* WHAT IS BEING ASKED
Starting with the line with "of the white" and going on through the line with "pixel 215 106", rewrite those rows with "matching" switched to "corresponding" and everything else unchanged. Return only those lines.

* Pointing dataset excerpts
- - - -
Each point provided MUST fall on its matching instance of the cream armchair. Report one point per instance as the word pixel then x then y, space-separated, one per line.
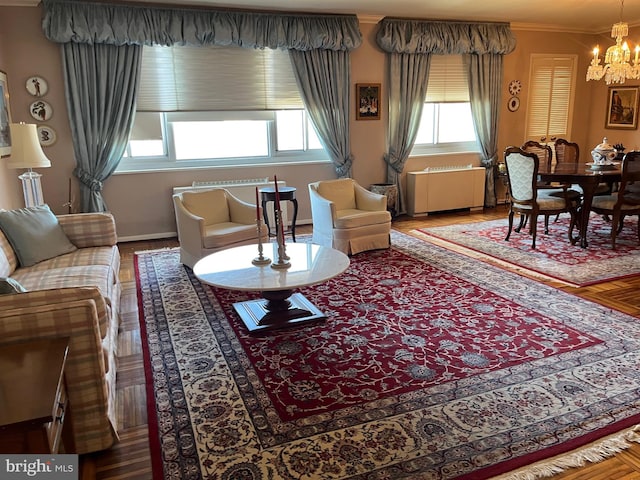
pixel 348 217
pixel 211 220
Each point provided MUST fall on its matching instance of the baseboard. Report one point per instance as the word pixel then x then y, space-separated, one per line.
pixel 160 236
pixel 148 236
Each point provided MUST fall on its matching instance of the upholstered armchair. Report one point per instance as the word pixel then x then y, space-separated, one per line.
pixel 211 220
pixel 348 217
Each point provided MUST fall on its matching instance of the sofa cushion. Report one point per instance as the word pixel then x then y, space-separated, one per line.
pixel 10 285
pixel 359 218
pixel 8 259
pixel 35 234
pixel 223 234
pixel 211 205
pixel 341 192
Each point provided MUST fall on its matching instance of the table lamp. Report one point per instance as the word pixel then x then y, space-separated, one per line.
pixel 26 152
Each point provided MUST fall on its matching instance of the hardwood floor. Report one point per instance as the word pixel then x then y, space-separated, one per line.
pixel 130 459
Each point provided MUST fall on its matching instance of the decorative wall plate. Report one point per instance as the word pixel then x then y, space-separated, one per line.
pixel 41 110
pixel 514 104
pixel 514 87
pixel 46 135
pixel 37 86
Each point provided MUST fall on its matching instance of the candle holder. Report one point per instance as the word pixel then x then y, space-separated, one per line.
pixel 260 259
pixel 283 259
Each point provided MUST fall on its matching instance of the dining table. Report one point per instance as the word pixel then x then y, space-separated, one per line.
pixel 588 176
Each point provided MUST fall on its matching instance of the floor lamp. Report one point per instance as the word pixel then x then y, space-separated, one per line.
pixel 26 152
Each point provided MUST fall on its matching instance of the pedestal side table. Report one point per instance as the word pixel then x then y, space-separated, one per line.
pixel 268 194
pixel 279 306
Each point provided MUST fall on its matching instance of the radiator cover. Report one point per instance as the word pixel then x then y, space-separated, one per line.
pixel 438 190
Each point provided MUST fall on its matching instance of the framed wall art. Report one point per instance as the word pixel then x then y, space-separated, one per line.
pixel 368 101
pixel 622 108
pixel 5 117
pixel 37 86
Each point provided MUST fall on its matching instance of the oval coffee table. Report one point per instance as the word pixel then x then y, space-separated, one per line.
pixel 279 306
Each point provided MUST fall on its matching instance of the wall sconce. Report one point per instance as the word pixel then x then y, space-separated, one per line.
pixel 26 152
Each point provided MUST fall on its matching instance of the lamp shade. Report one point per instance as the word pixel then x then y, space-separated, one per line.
pixel 26 151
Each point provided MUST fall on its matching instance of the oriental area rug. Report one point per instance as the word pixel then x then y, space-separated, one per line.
pixel 430 365
pixel 554 257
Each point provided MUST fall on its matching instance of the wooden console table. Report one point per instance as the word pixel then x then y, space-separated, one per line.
pixel 35 415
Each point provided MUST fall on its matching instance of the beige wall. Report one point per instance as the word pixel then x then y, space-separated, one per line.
pixel 141 203
pixel 10 196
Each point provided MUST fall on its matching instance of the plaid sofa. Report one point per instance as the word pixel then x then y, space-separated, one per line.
pixel 76 295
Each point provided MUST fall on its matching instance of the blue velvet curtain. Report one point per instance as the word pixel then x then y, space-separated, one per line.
pixel 323 80
pixel 89 26
pixel 485 78
pixel 101 84
pixel 408 79
pixel 423 38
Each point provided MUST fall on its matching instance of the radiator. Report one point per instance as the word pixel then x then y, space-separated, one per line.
pixel 445 188
pixel 245 190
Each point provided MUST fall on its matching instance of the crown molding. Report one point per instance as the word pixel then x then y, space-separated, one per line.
pixel 19 3
pixel 369 18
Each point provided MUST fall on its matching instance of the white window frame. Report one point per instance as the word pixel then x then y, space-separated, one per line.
pixel 447 83
pixel 169 161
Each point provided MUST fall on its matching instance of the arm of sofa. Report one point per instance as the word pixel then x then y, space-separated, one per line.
pixel 367 200
pixel 71 313
pixel 323 211
pixel 89 229
pixel 241 212
pixel 190 227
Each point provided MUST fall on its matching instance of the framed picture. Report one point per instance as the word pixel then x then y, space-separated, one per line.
pixel 5 117
pixel 622 108
pixel 368 101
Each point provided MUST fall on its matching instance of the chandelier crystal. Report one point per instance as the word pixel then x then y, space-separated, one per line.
pixel 616 68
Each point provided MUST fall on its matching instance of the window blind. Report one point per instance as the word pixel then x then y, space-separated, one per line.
pixel 447 80
pixel 550 96
pixel 211 78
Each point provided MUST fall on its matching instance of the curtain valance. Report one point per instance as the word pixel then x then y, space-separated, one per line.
pixel 444 37
pixel 87 22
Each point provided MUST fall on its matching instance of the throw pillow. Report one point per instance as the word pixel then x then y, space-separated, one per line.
pixel 35 234
pixel 9 285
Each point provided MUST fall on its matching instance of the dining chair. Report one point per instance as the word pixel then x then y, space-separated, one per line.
pixel 566 151
pixel 530 201
pixel 626 201
pixel 569 152
pixel 545 156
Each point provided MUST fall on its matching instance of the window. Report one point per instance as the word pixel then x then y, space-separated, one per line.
pixel 550 106
pixel 446 124
pixel 215 106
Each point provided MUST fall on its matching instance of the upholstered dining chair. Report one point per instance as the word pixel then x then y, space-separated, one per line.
pixel 626 201
pixel 211 220
pixel 566 151
pixel 569 152
pixel 544 152
pixel 527 199
pixel 348 217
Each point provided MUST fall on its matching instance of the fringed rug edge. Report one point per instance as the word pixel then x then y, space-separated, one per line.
pixel 595 452
pixel 505 265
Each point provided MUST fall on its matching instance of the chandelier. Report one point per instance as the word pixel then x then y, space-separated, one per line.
pixel 617 67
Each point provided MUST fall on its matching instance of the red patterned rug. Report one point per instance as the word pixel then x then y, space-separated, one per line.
pixel 554 257
pixel 429 365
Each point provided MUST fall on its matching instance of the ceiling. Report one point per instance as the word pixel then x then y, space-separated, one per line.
pixel 594 16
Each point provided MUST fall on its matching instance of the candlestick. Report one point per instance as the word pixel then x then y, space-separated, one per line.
- - - -
* ANSWER
Each point provided MUST fall on its corresponding instance of the white window frame. Report one point per instance as the word pixel then x then y, space-separated, one per line.
pixel 447 83
pixel 169 161
Each point provided MUST fall on its corresponding instance of the arm of sofa. Report one point per instance as the word pixel then x then y, space-separated, one per line.
pixel 367 200
pixel 71 313
pixel 323 211
pixel 89 229
pixel 241 212
pixel 190 227
Each point provided MUST fall on its corresponding instance of the framed picture. Report one point per instance as the word pixel then x then y, space-separated, one per line.
pixel 5 117
pixel 622 108
pixel 368 101
Each point provided MUST fall on its corresponding instance of the chandelier crystal. Report one point per instance as the word pixel then x then y, space-separated, one per line.
pixel 616 68
Each point provided MUST fall on its corresponding instance of the window blind. Report one point per instance as the word pixel then x then y, space-separated, one per line.
pixel 447 80
pixel 550 96
pixel 211 78
Each point provided MUST fall on its corresponding instance of the curtain valance. Report one point per instance as the word pixel then x then y, space-separated, one per line.
pixel 444 37
pixel 87 22
Each point provided MUST fall on its corresponding instance of the throw pillow. Report one point per instance as the word pixel then x then y, space-separated, one per line.
pixel 35 234
pixel 9 285
Each point provided MUST fall on its corresponding instance of the dining chair. Report one point per instance as the word pixel then x then y, space-separated, one per line.
pixel 566 151
pixel 530 201
pixel 626 201
pixel 569 152
pixel 545 156
Each point provided MUST fall on its corresponding instance of the window. Report one point per instance as the word pixel then x then y, space-separated, one per line.
pixel 550 106
pixel 446 124
pixel 215 106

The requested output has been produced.